Deine Aufgabe
Kannst du den Textauszug über Krieg und Frieden von "Der Blick nach" bis "Sentenz seines Beitrags." überarbeitet wiedergeben und dabei "Feinde" durch "Gegner" ersetzen?

2/3 der Deutschen wünschen sich laut einer von Sahra Wagenknecht und dem 'Emma-Magazin' von Alice Schwarzer in Auftrag gegebenen Umfrage Diplomatie, Frieden, Verhandlungen. Sie seien gegen die Lieferung von Taurus-Raketen und gegen die Stationierung von amerikanischen Langstreckenraketen, betonte Guérot. Anschließend stellte sie heraus, dass schon Immanuel Kant wusste: Es seien die Regierungen und hinter ihnen die Börse und die Presse, die den Krieg wollen. Die Publizistin zitierte Kant und kommentierte die Stelle: "Was Kant hier formuliert, heißt eigentlich, dass wenn ein Krieg über die Köpfe der Bürger und Mehrheiten der Bevölkerung hinweg beschlossen und geführt werden kann, dann sind wir eigentlich nicht mehr in einer Demokratie."
Europa müsse wieder Friedensmacht sein, müsse aus dem Frieden wieder seine Kraft, seine Stärke, seine Identität ziehen, hob die Publizistin hervor. Zudem unterstrich sie, dass in beiden Kriegen, Gaza und Ukraine, Europa sich für Diplomatie und Befriedung einsetzen müsse, denn beide Kriege hängen historisch und gegenwärtig mit Europa zusammen und entscheiden auch über seine Zukunft "bzw. ob es überhaupt eine Zukunft hat bzw. ob es seine Traumata überwindet und eine neue Gestalt gewinnt". Guérot betonte ferner die Wichtigkeit eines söuveränen, emanzipierten Europa, das mitwirke "an der Schaffung einer gleichberechtigten multipolaren Welt, statt sich von den USA spalten und dominieren zu lassen".
Der Blick nach innen
Jens Lehrich (Journalist und Publizist) wies in seinem kurzen Redebeitrag darauf hin, wie wichtig es ist bei allen Schreckgespenstern und Grausamkeiten im Außen, bei sich selber anzufangen und den Blick nach innen zu wagen, statt die Feinde im Außen zu suchen und sich dadurch eine tragende Struktur zu geben in der Gewissheit, dass man selber richtig ist, die anderen jedoch ganz falsch. Diese Einstellung führt unweigerlich zum Unfrieden und zur Steigerung dessen, was man eigentlich gar nicht haben will. "Der Kampf gegen etwas oder gegen jemanden führt immer dazu, dass du immer von dem bekommst, was du ablehnst", lautete die zentrale Sentenz seines Beitrags.

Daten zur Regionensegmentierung
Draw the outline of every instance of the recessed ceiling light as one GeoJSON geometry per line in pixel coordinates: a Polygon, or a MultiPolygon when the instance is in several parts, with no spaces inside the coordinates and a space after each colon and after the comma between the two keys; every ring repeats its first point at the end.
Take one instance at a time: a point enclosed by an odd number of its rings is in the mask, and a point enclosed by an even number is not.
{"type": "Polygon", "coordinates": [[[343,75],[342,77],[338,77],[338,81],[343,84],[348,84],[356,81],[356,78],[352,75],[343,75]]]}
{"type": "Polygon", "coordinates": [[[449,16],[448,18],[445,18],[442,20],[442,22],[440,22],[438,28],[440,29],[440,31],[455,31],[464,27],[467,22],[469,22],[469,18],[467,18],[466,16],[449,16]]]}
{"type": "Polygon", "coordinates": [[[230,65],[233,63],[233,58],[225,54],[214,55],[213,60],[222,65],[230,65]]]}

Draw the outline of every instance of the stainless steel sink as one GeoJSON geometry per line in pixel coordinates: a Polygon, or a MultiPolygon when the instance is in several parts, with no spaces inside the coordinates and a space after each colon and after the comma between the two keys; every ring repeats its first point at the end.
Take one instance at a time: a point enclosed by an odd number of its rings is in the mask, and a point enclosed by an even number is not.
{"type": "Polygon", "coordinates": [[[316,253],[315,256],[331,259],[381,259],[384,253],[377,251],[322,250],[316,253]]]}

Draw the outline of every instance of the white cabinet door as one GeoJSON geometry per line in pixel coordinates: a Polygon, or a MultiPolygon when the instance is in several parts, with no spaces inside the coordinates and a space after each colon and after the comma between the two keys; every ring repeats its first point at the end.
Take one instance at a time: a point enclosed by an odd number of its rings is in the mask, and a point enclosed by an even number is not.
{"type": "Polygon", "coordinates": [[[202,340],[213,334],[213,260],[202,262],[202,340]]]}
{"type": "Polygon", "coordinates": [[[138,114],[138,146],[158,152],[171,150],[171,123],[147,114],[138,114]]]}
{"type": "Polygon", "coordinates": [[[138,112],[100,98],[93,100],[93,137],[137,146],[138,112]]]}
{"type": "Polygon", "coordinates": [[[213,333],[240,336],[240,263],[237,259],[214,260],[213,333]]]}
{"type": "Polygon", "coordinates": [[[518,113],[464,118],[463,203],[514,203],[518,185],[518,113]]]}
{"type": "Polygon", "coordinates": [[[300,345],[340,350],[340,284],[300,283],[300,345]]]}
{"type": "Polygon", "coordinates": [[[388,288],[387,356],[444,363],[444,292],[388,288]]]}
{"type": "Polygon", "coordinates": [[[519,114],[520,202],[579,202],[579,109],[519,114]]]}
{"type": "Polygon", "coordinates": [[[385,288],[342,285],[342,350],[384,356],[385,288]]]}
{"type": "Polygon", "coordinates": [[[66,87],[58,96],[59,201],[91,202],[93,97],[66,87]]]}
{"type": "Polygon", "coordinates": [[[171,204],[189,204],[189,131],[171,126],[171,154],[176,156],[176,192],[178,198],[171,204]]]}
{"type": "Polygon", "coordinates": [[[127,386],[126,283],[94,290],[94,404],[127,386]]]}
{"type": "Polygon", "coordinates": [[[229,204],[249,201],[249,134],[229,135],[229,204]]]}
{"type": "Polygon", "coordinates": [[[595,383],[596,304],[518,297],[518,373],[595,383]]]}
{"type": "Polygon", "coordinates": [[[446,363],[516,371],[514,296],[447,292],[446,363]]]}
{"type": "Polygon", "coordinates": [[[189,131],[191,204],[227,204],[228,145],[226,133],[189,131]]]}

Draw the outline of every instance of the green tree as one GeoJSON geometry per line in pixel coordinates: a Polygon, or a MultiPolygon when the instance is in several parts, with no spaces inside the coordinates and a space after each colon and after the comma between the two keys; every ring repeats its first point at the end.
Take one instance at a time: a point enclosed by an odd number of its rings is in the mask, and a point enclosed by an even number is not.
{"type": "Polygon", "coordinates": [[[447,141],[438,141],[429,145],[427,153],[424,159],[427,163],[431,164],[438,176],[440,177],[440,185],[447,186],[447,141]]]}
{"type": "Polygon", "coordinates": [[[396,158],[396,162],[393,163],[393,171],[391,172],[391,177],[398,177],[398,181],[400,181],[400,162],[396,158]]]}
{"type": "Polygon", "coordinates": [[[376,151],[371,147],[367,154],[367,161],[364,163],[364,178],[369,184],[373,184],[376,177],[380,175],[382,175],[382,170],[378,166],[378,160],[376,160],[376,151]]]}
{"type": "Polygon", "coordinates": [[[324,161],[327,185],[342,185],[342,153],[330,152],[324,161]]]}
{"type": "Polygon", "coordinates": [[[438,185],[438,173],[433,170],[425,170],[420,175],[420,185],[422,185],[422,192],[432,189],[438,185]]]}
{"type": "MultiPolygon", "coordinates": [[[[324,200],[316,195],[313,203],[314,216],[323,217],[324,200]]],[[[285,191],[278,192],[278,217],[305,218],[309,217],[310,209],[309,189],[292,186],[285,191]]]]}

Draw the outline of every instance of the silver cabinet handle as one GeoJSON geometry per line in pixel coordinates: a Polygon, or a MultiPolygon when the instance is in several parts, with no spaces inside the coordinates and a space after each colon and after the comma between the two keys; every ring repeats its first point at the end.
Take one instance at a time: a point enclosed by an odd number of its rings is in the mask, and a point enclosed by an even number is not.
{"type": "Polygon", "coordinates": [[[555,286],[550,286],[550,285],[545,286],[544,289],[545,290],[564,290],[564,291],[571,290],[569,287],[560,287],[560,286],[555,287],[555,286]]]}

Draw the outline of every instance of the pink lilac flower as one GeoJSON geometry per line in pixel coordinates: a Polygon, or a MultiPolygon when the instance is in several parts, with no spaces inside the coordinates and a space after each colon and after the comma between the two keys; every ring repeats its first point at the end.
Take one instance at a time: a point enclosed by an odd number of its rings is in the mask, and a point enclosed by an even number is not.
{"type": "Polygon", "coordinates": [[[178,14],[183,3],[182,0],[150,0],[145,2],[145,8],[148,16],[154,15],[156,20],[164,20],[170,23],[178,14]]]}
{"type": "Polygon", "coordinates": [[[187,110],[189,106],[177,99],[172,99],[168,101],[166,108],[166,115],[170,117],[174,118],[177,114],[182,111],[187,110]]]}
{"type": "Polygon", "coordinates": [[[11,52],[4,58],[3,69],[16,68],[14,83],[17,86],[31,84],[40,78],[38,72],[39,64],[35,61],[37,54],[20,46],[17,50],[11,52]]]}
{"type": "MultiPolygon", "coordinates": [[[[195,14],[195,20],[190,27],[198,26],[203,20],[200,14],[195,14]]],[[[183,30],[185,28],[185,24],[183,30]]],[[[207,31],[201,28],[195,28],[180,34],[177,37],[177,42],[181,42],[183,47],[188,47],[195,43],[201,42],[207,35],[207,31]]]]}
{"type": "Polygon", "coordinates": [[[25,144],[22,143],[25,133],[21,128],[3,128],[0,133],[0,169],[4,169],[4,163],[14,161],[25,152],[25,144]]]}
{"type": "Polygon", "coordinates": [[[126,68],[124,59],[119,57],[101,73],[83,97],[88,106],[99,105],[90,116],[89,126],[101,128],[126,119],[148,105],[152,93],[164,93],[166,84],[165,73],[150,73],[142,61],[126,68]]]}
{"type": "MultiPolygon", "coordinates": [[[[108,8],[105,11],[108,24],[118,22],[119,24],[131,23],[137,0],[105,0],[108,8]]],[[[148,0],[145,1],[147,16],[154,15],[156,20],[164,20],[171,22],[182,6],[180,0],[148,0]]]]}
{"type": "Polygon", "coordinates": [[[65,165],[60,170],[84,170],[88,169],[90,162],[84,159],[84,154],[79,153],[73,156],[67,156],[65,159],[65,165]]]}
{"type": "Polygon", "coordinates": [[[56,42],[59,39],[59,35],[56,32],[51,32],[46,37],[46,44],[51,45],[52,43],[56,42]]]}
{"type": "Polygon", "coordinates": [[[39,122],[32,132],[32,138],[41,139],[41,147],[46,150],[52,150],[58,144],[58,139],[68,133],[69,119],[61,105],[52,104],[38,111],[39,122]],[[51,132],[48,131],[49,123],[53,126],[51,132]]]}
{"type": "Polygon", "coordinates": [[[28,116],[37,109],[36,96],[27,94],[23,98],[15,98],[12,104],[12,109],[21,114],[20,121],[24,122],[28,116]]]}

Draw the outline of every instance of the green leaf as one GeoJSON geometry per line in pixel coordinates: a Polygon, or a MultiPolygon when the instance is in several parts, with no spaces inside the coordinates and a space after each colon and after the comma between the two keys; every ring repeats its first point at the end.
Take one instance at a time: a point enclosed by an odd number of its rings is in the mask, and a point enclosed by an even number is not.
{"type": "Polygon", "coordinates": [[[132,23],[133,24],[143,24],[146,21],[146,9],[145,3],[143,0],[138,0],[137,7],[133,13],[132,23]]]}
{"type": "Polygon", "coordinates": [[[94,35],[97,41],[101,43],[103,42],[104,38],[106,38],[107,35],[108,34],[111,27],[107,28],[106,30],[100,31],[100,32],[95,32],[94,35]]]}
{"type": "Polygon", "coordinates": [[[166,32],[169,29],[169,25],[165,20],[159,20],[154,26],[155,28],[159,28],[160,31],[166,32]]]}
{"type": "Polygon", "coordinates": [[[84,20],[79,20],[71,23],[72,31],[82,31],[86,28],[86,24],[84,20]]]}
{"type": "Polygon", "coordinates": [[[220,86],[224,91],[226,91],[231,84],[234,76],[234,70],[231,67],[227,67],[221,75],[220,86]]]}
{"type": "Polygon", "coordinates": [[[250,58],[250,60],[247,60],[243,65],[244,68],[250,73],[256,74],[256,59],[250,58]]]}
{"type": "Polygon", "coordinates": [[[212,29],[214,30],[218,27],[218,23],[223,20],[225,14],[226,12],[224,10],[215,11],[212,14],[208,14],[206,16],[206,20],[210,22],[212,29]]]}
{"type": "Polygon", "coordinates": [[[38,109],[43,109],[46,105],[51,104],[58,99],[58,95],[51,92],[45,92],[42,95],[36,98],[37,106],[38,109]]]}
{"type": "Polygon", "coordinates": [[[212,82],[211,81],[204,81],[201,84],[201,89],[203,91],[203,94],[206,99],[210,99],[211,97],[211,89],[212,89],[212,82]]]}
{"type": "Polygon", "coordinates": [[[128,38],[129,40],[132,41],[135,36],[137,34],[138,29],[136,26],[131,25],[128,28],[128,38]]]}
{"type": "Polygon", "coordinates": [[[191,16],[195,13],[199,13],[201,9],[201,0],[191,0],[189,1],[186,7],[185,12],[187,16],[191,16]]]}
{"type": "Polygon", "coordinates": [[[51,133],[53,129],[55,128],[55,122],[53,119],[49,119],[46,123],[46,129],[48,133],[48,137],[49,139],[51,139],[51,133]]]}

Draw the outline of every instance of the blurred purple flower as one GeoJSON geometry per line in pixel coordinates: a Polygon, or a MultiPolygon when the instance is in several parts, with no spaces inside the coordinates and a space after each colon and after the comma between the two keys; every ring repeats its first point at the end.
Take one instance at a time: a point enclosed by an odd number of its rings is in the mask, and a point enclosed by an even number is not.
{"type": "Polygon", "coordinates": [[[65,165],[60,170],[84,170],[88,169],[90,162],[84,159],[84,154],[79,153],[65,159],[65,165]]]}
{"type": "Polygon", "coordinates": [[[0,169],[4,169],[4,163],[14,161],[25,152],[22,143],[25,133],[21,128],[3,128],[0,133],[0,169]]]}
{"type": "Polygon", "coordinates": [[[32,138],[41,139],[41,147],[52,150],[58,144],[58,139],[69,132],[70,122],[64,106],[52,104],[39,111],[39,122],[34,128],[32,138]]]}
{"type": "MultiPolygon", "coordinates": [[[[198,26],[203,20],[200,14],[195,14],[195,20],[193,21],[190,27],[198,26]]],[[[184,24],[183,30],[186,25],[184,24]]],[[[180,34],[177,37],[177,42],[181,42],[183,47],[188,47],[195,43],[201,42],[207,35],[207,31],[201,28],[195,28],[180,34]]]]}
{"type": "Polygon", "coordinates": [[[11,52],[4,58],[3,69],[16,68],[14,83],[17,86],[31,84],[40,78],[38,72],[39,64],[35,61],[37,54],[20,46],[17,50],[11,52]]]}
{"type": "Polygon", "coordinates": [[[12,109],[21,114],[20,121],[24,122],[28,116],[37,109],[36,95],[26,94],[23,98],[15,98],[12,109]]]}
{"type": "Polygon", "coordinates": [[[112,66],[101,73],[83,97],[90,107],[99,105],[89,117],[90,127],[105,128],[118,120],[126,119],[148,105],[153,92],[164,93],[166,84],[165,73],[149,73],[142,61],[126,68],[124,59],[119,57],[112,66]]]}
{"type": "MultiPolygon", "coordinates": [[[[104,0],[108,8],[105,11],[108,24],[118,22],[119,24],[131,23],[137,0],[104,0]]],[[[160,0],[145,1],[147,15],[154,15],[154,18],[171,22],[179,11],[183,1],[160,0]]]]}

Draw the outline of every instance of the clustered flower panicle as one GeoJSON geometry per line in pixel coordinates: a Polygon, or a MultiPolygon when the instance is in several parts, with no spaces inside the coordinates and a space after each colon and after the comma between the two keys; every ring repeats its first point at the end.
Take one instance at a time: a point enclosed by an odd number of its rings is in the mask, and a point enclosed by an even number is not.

Endgültige Antwort
Der Blick nach innen
Jens Lehrich (Journalist und Publizist) wies in seinem kurzen Redebeitrag darauf hin, wie wichtig es ist bei allen Schreckgespenstern und Grausamkeiten im Außen, bei sich selber anzufangen und den Blick nach innen zu wagen, statt die Gegner im Außen zu suchen und sich dadurch eine tragende Struktur zu geben in der Gewissheit, dass man selber richtig ist, die anderen jedoch ganz falsch. Diese Einstellung führt unweigerlich zum Unfrieden und zur Steigerung dessen, was man eigentlich gar nicht haben will. "Der Kampf gegen etwas oder gegen jemanden führt immer dazu, dass du immer von dem bekommst, was du ablehnst", lautete die zentrale Sentenz seines Beitrags.